WHAT YOU SHOULD DO ::
Output the stretch of the listing from the line containing "Point out every instance of the metal" through the line containing "x=236, y=304", reproducing each line exactly as it appears.

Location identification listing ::
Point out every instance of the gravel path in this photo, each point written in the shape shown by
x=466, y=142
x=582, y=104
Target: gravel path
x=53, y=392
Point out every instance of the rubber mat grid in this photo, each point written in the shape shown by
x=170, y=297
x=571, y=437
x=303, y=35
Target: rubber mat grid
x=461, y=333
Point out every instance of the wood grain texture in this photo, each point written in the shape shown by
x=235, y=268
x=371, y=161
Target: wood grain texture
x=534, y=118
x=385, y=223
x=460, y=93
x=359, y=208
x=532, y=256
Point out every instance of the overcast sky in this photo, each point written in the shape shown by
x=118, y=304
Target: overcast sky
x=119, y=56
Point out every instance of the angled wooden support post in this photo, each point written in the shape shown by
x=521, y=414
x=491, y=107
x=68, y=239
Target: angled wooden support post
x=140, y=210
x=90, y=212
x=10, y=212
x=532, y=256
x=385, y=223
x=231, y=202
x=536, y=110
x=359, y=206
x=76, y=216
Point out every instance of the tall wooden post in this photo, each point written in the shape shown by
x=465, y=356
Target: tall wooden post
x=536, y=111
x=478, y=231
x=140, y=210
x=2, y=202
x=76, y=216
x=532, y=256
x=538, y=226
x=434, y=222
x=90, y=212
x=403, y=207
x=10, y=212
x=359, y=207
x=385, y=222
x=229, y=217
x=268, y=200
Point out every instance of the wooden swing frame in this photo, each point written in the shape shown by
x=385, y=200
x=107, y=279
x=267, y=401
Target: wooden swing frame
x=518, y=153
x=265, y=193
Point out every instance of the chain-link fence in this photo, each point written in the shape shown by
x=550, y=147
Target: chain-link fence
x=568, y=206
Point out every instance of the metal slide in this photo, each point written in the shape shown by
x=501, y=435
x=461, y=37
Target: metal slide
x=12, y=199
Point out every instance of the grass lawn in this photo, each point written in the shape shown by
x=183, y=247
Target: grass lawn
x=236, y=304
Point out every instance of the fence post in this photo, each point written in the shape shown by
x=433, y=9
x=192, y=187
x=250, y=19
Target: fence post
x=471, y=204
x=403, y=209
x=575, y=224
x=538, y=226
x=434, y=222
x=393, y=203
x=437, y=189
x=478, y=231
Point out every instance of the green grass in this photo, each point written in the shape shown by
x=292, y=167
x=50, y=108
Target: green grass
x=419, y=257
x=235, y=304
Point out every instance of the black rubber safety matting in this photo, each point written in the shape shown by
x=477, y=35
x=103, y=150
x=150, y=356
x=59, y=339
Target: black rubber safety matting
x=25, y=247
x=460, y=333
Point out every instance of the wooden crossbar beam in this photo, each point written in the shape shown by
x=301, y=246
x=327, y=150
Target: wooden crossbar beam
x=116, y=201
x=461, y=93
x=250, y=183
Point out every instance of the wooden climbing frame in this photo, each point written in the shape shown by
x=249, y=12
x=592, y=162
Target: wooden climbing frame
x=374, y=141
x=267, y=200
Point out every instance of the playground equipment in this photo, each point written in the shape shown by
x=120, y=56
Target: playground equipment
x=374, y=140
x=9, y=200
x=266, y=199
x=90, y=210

EXPECTED OUTPUT ::
Point out every instance of the metal slide in this photo, each point written in the shape shown by
x=501, y=435
x=461, y=37
Target: metal slide
x=12, y=199
Point out every instance of the grass lawn in this photo, each point written in the shape shown by
x=183, y=247
Target: grass lawn
x=236, y=304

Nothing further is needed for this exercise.